GIVEN INFORMATION ->
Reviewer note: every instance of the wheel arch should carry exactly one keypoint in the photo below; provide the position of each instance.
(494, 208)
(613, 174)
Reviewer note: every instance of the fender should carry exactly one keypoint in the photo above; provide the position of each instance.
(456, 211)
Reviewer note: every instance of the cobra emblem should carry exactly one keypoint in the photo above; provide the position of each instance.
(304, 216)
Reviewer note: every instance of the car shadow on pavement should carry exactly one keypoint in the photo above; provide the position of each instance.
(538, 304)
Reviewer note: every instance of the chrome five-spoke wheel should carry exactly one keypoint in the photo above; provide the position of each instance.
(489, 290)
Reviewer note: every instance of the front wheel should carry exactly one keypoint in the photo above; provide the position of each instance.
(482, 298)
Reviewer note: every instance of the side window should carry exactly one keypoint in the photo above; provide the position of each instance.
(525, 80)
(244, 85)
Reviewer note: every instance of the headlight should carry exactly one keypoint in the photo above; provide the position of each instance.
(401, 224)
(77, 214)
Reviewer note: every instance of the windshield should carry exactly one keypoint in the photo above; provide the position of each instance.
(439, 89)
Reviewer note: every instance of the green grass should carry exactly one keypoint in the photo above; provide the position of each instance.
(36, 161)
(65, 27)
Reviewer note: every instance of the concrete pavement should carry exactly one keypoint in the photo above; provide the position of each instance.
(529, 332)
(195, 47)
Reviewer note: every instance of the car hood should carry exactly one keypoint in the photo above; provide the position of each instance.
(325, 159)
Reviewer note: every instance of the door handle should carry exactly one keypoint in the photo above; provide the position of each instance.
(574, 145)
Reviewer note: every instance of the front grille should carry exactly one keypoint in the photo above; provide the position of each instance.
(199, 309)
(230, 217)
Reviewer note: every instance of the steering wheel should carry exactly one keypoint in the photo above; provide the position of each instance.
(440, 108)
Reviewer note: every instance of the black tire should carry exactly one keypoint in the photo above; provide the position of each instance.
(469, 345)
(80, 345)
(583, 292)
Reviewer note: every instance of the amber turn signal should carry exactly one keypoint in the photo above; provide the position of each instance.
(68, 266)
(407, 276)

DESCRIPTION OF THE TASK -> Begin with the line holding "Reviewer note: every instance of the steering" and end with the last line of the material. Copy all of them exactly.

EXPECTED OUTPUT ->
Reviewer note: every instance of the steering wheel should carry exactly one keypoint in the photo above; provide the position of each instance.
(440, 108)
Reviewer note: every instance of the black tire should carry exactly one keypoint in the photo above; provide the position of each instance.
(469, 345)
(80, 345)
(583, 292)
Reviewer note: every instance of the amber turn signal should carry exactly one keypoint in the photo above; provide the position of each instance.
(68, 266)
(407, 276)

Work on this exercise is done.